Scopo del compito | Estrai dai record ogni riga che contiene la stringa "span", tenendo conto di maiuscole e minuscole.

Materiale di partenza |
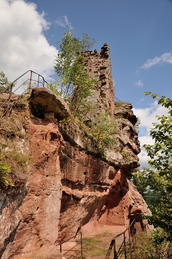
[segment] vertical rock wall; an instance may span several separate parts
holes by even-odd
[[[98,226],[127,227],[136,213],[150,213],[129,180],[139,165],[137,119],[130,104],[116,105],[108,44],[100,52],[88,51],[85,56],[91,76],[99,80],[88,98],[95,107],[88,117],[93,120],[107,110],[114,116],[118,131],[113,137],[118,143],[104,159],[89,154],[77,123],[60,132],[57,119],[70,115],[64,100],[49,89],[33,89],[32,114],[48,113],[55,118],[40,120],[30,113],[30,119],[25,118],[31,159],[28,177],[23,185],[1,193],[0,258],[60,258],[58,229],[90,233]]]

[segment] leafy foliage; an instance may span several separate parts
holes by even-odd
[[[5,75],[3,71],[0,72],[0,91],[2,91],[7,86],[9,85],[11,82],[8,80],[8,78]]]
[[[153,230],[151,236],[144,233],[136,236],[135,251],[133,259],[171,259],[172,246],[167,241],[168,235],[158,228]]]
[[[109,117],[108,112],[99,114],[94,121],[89,121],[86,124],[82,123],[82,128],[91,140],[91,143],[88,143],[88,151],[104,158],[107,147],[113,147],[118,143],[111,137],[116,133],[116,122]]]
[[[150,132],[150,135],[155,139],[154,145],[144,146],[151,160],[148,163],[152,168],[145,169],[144,176],[138,173],[139,177],[144,178],[144,181],[150,189],[156,192],[157,199],[151,207],[152,216],[140,215],[154,227],[159,226],[169,235],[168,239],[172,240],[172,99],[164,96],[159,96],[150,92],[153,99],[161,98],[158,102],[169,109],[169,115],[157,116],[160,123],[153,123],[154,128]],[[152,169],[153,168],[153,169]]]
[[[129,164],[131,162],[131,157],[128,153],[125,150],[123,150],[122,152],[120,152],[120,153],[123,157],[123,159],[124,160],[123,161],[124,163],[126,164]]]
[[[64,31],[54,66],[58,79],[54,84],[51,81],[49,87],[68,101],[75,117],[81,113],[78,108],[84,110],[86,99],[91,94],[90,87],[97,81],[90,78],[88,71],[84,67],[84,52],[95,41],[84,33],[80,41],[72,37],[74,31],[71,29],[67,32]]]
[[[0,157],[0,159],[1,159],[2,158],[2,156]],[[0,184],[2,185],[2,184],[6,183],[9,185],[15,186],[14,184],[12,182],[12,179],[8,176],[9,173],[10,172],[10,165],[5,164],[4,161],[1,163],[1,163],[0,163]]]
[[[155,190],[153,190],[149,185],[148,186],[147,176],[144,167],[142,170],[138,169],[137,174],[133,175],[130,181],[136,187],[137,190],[152,211],[152,207],[154,206],[159,193],[158,191]]]
[[[27,178],[26,168],[28,164],[28,157],[27,155],[22,156],[16,152],[8,149],[6,151],[1,150],[0,155],[0,186],[3,187],[4,184],[15,186],[15,184],[22,183]]]

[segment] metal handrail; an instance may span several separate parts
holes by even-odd
[[[76,233],[76,232],[69,232],[68,231],[59,231],[59,233]],[[70,241],[71,239],[72,239],[73,238],[75,238],[76,236],[77,236],[79,234],[81,235],[81,241],[77,241],[75,240],[74,241],[73,240]],[[70,256],[70,257],[71,257],[71,256],[73,256],[74,258],[73,258],[73,259],[74,259],[74,258],[75,258],[75,257],[76,257],[76,256],[78,255],[79,255],[80,254],[81,254],[81,256],[82,256],[82,232],[77,232],[77,233],[76,233],[76,234],[74,236],[72,236],[71,238],[69,238],[69,239],[67,240],[56,240],[55,241],[54,244],[55,244],[55,243],[56,241],[59,241],[60,242],[62,242],[62,243],[61,243],[60,244],[56,244],[55,245],[56,246],[60,246],[60,249],[59,249],[58,250],[60,250],[60,252],[61,253],[62,251],[67,251],[67,252],[66,252],[65,254],[64,254],[63,255],[69,255]],[[75,243],[76,242],[77,242],[77,244],[76,245],[75,245],[75,246],[74,246],[73,247],[72,247],[72,248],[69,250],[68,249],[67,250],[67,249],[62,249],[62,245],[63,244],[64,244],[66,242],[75,242]],[[81,244],[81,250],[73,250],[73,248],[74,248],[76,246],[78,246],[78,244]],[[76,251],[76,252],[77,251],[79,252],[80,253],[79,253],[77,255],[76,255],[75,256],[72,255],[67,255],[67,253],[68,253],[69,252],[70,252],[70,251]]]
[[[31,72],[31,75],[30,78],[27,79],[27,80],[26,80],[25,81],[25,82],[23,82],[23,83],[21,84],[20,85],[19,85],[19,86],[18,87],[17,87],[17,88],[13,92],[12,92],[12,91],[13,88],[13,84],[15,83],[15,82],[17,82],[17,81],[20,78],[21,78],[24,75],[26,74],[27,73],[30,71]],[[34,73],[34,74],[35,74],[36,75],[38,75],[38,81],[37,80],[33,80],[33,79],[32,79],[32,75],[33,73]],[[40,78],[40,77],[42,77],[42,80],[43,80],[43,83],[42,83],[42,82],[40,82],[40,81],[39,78]],[[12,104],[11,104],[10,105],[10,101],[11,100],[11,97],[12,95],[14,93],[15,93],[15,92],[16,91],[17,91],[17,90],[20,87],[21,87],[22,85],[24,85],[24,84],[25,83],[26,83],[26,82],[27,82],[28,81],[28,80],[30,80],[29,85],[28,87],[27,87],[26,90],[25,90],[15,100],[12,102]],[[16,79],[15,80],[13,81],[13,82],[12,82],[12,83],[11,83],[8,86],[7,86],[6,88],[5,88],[5,89],[4,89],[4,90],[3,90],[3,91],[2,91],[0,92],[0,93],[3,93],[5,91],[6,91],[6,90],[7,90],[8,89],[9,89],[10,87],[10,92],[9,93],[9,97],[8,97],[8,98],[7,98],[6,99],[5,102],[4,102],[4,103],[3,103],[2,104],[1,107],[0,107],[0,108],[1,108],[4,105],[6,102],[7,102],[7,101],[8,101],[8,104],[7,104],[7,107],[6,109],[5,110],[5,111],[4,112],[2,116],[1,116],[1,118],[0,118],[0,119],[1,119],[5,115],[6,118],[7,118],[7,117],[8,117],[8,112],[9,111],[9,109],[11,107],[12,104],[14,104],[14,103],[15,103],[15,102],[16,102],[17,100],[18,100],[18,99],[19,99],[20,97],[21,96],[22,96],[22,95],[23,95],[26,91],[28,90],[28,91],[30,91],[30,90],[31,89],[31,83],[32,81],[34,81],[35,82],[38,82],[38,84],[37,87],[39,87],[39,83],[42,84],[42,86],[43,87],[45,87],[44,85],[45,83],[46,83],[47,85],[47,84],[48,84],[49,85],[49,84],[48,84],[48,83],[47,83],[47,82],[46,82],[46,81],[45,81],[45,80],[44,80],[44,79],[43,76],[42,76],[41,75],[40,75],[39,74],[38,74],[37,73],[36,73],[36,72],[34,72],[34,71],[33,71],[32,70],[28,70],[28,71],[27,71],[27,72],[25,72],[25,73],[24,73],[24,74],[23,74],[23,75],[22,75],[21,76],[19,76],[17,78],[17,79]]]
[[[123,231],[123,232],[122,232],[122,233],[121,233],[120,234],[119,234],[118,235],[117,235],[116,236],[115,236],[113,238],[112,240],[112,241],[111,241],[111,243],[109,248],[106,253],[106,255],[105,257],[105,259],[109,259],[113,246],[113,247],[114,259],[120,259],[123,254],[124,252],[125,254],[125,259],[127,259],[127,258],[128,257],[128,256],[129,254],[130,255],[130,258],[131,259],[132,259],[131,245],[132,244],[133,247],[133,250],[134,251],[134,241],[135,241],[135,243],[136,244],[136,234],[137,233],[137,229],[136,225],[136,220],[137,220],[137,222],[139,222],[140,223],[142,224],[143,225],[144,225],[143,229],[142,229],[142,231],[144,231],[145,228],[146,227],[146,233],[147,233],[146,225],[142,223],[142,222],[140,222],[139,220],[136,220],[136,219],[134,219],[132,222],[129,226],[124,231]],[[133,226],[134,226],[134,227],[133,228]],[[131,228],[131,233],[130,228]],[[141,227],[141,229],[142,230],[142,228]],[[128,230],[128,231],[129,239],[126,242],[126,239],[127,237],[125,236],[125,233],[127,230]],[[116,247],[116,239],[119,236],[121,235],[123,235],[123,234],[124,236],[124,241],[123,241],[120,247],[118,249],[118,252],[117,252]],[[128,242],[129,242],[129,243]],[[126,245],[128,244],[129,244],[129,245],[130,250],[128,250],[127,254],[126,253]],[[120,251],[120,250],[123,245],[124,245],[124,247]],[[121,255],[120,257],[119,257],[120,255]]]

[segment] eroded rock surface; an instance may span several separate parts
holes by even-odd
[[[0,258],[60,258],[58,231],[88,234],[106,225],[127,227],[136,213],[150,213],[129,180],[139,165],[137,119],[130,104],[116,104],[109,46],[87,53],[85,65],[99,79],[89,100],[96,106],[91,118],[109,109],[117,143],[98,158],[87,149],[77,122],[60,130],[59,120],[70,114],[60,97],[34,89],[30,112],[45,118],[27,114],[23,129],[28,140],[16,140],[19,152],[29,152],[31,160],[26,182],[1,194]],[[70,237],[61,236],[65,235]]]
[[[47,112],[54,112],[54,117],[58,120],[70,115],[69,107],[61,97],[46,87],[34,88],[30,103],[32,113],[40,118],[44,118]]]

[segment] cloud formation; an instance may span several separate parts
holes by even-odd
[[[152,66],[156,64],[162,64],[166,62],[169,64],[172,64],[172,55],[171,52],[168,53],[164,53],[160,57],[155,57],[153,59],[149,59],[140,68],[147,69]]]
[[[36,8],[24,0],[0,0],[0,70],[11,81],[30,69],[45,80],[54,73],[58,51],[44,34],[51,23]]]
[[[150,159],[147,156],[147,152],[145,149],[143,147],[143,145],[144,144],[153,145],[154,141],[149,135],[150,128],[153,127],[152,123],[157,123],[158,121],[159,122],[159,121],[158,121],[156,118],[156,116],[158,115],[161,116],[163,114],[167,115],[168,110],[164,106],[162,107],[161,105],[158,104],[157,101],[151,104],[149,108],[143,109],[133,108],[133,110],[134,114],[138,117],[141,122],[138,129],[139,136],[141,136],[139,137],[141,149],[141,152],[138,155],[139,158],[139,162],[141,168],[143,167],[148,168],[149,166],[147,161]]]
[[[141,80],[139,80],[137,82],[135,82],[134,85],[136,86],[140,86],[141,87],[143,86],[143,83]]]
[[[66,15],[64,15],[62,17],[59,17],[58,20],[54,21],[54,22],[58,26],[61,26],[65,28],[68,26],[68,28],[72,28],[71,23],[67,18]]]

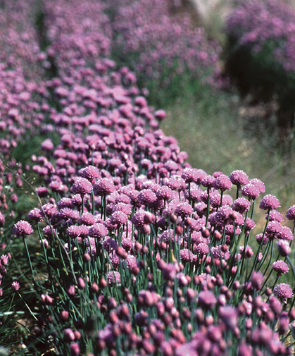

Risposta corretta |
[segment] vertical rock wall; an instance may span several separate parts
[segment] leafy foliage; an instance may span several separate parts
[segment] metal handrail; an instance may span several separate parts
[segment] eroded rock surface; an instance may span several separate parts
[segment] cloud formation; an instance may span several separate parts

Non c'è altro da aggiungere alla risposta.